Collected data:

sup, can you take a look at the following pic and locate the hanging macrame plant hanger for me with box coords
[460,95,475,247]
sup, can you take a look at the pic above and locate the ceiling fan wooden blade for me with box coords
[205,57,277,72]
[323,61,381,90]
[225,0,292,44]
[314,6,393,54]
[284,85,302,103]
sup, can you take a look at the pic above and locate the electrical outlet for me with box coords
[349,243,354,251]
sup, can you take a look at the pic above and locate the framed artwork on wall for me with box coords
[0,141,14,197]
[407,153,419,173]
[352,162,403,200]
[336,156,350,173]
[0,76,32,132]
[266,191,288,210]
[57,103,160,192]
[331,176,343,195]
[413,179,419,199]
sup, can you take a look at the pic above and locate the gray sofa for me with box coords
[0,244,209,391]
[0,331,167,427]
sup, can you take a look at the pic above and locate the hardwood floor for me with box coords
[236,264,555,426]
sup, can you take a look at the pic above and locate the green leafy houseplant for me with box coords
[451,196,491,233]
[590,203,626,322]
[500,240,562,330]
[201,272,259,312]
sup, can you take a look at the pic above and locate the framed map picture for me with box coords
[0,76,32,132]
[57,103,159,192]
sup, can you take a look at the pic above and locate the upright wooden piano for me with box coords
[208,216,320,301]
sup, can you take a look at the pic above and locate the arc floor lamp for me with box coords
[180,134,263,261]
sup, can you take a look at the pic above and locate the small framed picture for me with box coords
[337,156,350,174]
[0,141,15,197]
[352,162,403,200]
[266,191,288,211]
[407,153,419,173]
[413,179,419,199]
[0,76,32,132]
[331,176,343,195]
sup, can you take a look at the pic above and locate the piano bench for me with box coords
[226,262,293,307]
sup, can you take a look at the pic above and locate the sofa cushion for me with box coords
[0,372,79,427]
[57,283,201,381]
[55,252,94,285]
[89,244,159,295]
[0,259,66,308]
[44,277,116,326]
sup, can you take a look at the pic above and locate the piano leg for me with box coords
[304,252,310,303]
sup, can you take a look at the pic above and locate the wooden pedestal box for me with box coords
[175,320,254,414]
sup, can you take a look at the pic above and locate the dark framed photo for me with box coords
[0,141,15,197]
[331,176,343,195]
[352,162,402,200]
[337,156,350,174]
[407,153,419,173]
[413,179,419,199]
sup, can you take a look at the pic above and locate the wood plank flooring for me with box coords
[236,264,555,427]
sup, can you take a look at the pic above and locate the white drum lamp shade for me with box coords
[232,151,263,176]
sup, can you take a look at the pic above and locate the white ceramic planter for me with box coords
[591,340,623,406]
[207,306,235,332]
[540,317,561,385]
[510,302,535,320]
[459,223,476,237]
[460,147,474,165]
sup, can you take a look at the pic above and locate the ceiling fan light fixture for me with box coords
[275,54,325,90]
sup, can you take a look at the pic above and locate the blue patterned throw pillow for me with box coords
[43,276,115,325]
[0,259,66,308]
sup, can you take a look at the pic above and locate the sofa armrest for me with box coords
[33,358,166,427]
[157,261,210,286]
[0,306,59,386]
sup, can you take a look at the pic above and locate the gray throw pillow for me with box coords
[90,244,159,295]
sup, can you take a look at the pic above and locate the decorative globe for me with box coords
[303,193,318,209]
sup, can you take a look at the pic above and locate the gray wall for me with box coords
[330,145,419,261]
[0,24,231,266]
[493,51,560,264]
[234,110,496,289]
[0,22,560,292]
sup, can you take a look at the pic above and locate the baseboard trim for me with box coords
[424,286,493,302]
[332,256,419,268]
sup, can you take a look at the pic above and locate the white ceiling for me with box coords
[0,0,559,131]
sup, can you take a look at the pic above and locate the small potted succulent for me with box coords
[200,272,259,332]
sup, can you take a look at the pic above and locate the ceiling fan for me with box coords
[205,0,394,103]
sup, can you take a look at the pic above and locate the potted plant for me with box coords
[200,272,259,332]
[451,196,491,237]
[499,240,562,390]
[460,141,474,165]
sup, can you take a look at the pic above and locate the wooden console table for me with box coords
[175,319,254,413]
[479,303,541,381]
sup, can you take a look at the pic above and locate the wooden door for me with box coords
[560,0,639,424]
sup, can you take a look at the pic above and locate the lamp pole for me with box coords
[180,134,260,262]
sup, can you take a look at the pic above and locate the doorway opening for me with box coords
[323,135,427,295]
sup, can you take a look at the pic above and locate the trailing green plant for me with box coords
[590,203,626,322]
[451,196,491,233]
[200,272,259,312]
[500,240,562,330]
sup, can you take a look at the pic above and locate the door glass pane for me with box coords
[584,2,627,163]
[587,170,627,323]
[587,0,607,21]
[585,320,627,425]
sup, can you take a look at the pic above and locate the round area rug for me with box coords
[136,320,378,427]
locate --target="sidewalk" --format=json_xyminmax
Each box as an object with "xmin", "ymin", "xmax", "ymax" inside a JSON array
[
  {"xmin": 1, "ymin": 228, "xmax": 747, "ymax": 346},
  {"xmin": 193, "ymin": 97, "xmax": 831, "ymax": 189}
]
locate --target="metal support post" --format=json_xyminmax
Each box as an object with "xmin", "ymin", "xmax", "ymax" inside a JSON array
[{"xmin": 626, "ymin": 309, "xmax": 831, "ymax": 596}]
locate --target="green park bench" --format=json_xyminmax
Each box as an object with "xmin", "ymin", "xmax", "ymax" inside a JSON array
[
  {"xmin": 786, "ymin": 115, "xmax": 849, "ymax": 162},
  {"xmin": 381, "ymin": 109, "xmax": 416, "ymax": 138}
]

ACTIVITY: Transcribe every record exactly, keeping each line as it is.

ANSWER FOR THE TASK:
sup, can you take a look at the following pic and locate the hanging macrame plant hanger for me with box coords
[460,95,475,247]
sup, can you take a look at the pic above and locate the ceiling fan wooden blade for me with box coords
[205,57,277,72]
[323,61,381,90]
[225,0,292,44]
[314,6,393,54]
[284,85,302,103]
sup, can you take a look at the pic above and locate the electrical outlet for me with box coords
[349,243,354,251]
sup, can you take a look at the pic above and locate the framed artwork on wall for me with box coords
[0,141,14,197]
[407,153,419,173]
[352,162,403,200]
[336,156,350,173]
[0,76,32,132]
[266,191,288,210]
[57,103,160,192]
[331,176,343,195]
[413,179,419,199]
sup, can you take a look at the pic above and locate the gray sofa for me with box coords
[0,244,209,391]
[0,331,167,427]
sup, can you take a look at the pic above and locate the hardwood floor for me with box coords
[236,264,555,426]
sup, can you take a look at the pic above and locate the green leafy houseplant for me with box coords
[451,196,491,233]
[590,203,626,322]
[500,240,562,330]
[201,272,259,312]
sup, can you take a look at the pic above and locate the framed map picture for me with box coords
[0,76,32,132]
[57,103,159,192]
sup, can you take a look at the pic above and locate the upright wooden piano for me with box coords
[208,216,320,301]
sup, can you take a look at the pic above and locate the arc floor lamp for me with box coords
[180,134,263,261]
sup, can you take a look at the pic above and locate the small framed picture for me with box coords
[337,156,350,174]
[0,141,15,197]
[352,162,403,200]
[266,191,288,211]
[407,153,419,173]
[413,179,419,199]
[0,76,32,132]
[331,176,343,195]
sup, can you take a look at the pic above and locate the piano bench for me with box coords
[226,262,293,307]
sup, can you take a look at the pic above and locate the sofa cushion for me with box coords
[0,372,79,427]
[57,283,201,381]
[55,252,94,285]
[89,244,159,295]
[0,259,66,308]
[44,277,116,326]
sup, can you take a look at the pic above and locate the piano leg for me with box coords
[304,252,310,303]
sup, can you take a look at the pic above and locate the wooden pedestal box for me with box coords
[175,320,254,414]
sup, can you take a look at the pic above and locate the dark framed photo for me with box coords
[0,141,15,197]
[331,176,343,195]
[352,162,402,200]
[337,156,350,174]
[407,153,419,173]
[413,179,419,199]
sup, can you take a look at the pic above and locate the wood plank flooring for me with box coords
[236,264,555,427]
sup, can you take a look at the pic above and locate the white drum lamp shade for me with box coords
[232,151,263,176]
sup, can you take a look at the pic above and locate the white ceramic planter for me with box coords
[591,340,623,406]
[207,306,235,332]
[540,317,561,385]
[510,302,535,320]
[459,223,476,237]
[460,147,474,165]
sup, can you take a look at the pic above and locate the ceiling fan light fixture for me with box coords
[275,54,325,90]
sup, can you take a look at the pic above and locate the blue patterned throw pillow for me with box coords
[43,276,115,325]
[0,259,66,308]
sup, can you take a look at the pic above and locate the sofa armrest for me with box coords
[33,358,166,427]
[157,261,210,286]
[0,306,59,386]
sup, can you take a look at the pic above and locate the gray throw pillow for me with box coords
[90,244,159,295]
sup, can you take a look at the pic above and locate the decorative globe for me with box coords
[303,193,318,209]
sup, can you take a look at the pic above and locate the gray wall for me with box coords
[330,145,419,261]
[0,24,231,266]
[493,51,560,264]
[234,110,496,289]
[0,22,560,292]
sup, can you take a look at the pic above and locate the baseboard trim for me with box coords
[424,286,493,302]
[332,256,419,268]
sup, can you take a look at the pic above and locate the white ceiling for me with box coords
[0,0,559,131]
sup, can you take a look at the pic above and locate the small potted succulent for me with box coords
[200,272,259,332]
sup, can you take a look at the pic above and locate the ceiling fan for me with box coords
[205,0,394,103]
sup, can you take a look at the pic above and locate the potted plant for me with box coords
[200,272,259,332]
[451,196,491,237]
[499,240,562,390]
[460,141,474,165]
sup, can you take a look at the pic above and locate the wooden console table for me with box coords
[175,319,254,413]
[479,303,541,381]
sup, can you take a look at the pic above and locate the wooden door for me with box coords
[560,0,639,424]
sup, can you take a look at the pic above and locate the lamp pole for me with box coords
[180,134,260,262]
sup, can you take a look at the pic above and locate the doorway opening for me with box coords
[323,135,427,295]
sup, can you take a look at the pic above and locate the trailing green plant for me with box coords
[590,203,626,322]
[451,196,491,233]
[200,272,259,312]
[500,240,562,330]
sup, can you take a look at the pic above and locate the door glass pane for me with box coords
[584,2,627,163]
[587,170,627,323]
[587,0,607,21]
[585,320,627,425]
sup, can you take a look at the pic above and locate the round area rug for me with box coords
[136,320,378,427]
locate --target="sidewalk" --format=json_xyminmax
Each box as an object with "xmin", "ymin", "xmax", "ymax" inside a JSON array
[
  {"xmin": 1, "ymin": 228, "xmax": 747, "ymax": 346},
  {"xmin": 193, "ymin": 97, "xmax": 831, "ymax": 189}
]
locate --target="metal support post" --format=json_xyminmax
Each box as an object with "xmin", "ymin", "xmax", "ymax" inside a JSON array
[{"xmin": 626, "ymin": 309, "xmax": 831, "ymax": 596}]
locate --target="green park bench" --format=json_xyminmax
Each box as an object with "xmin", "ymin", "xmax", "ymax" inside a JSON array
[
  {"xmin": 786, "ymin": 115, "xmax": 849, "ymax": 162},
  {"xmin": 381, "ymin": 109, "xmax": 416, "ymax": 138}
]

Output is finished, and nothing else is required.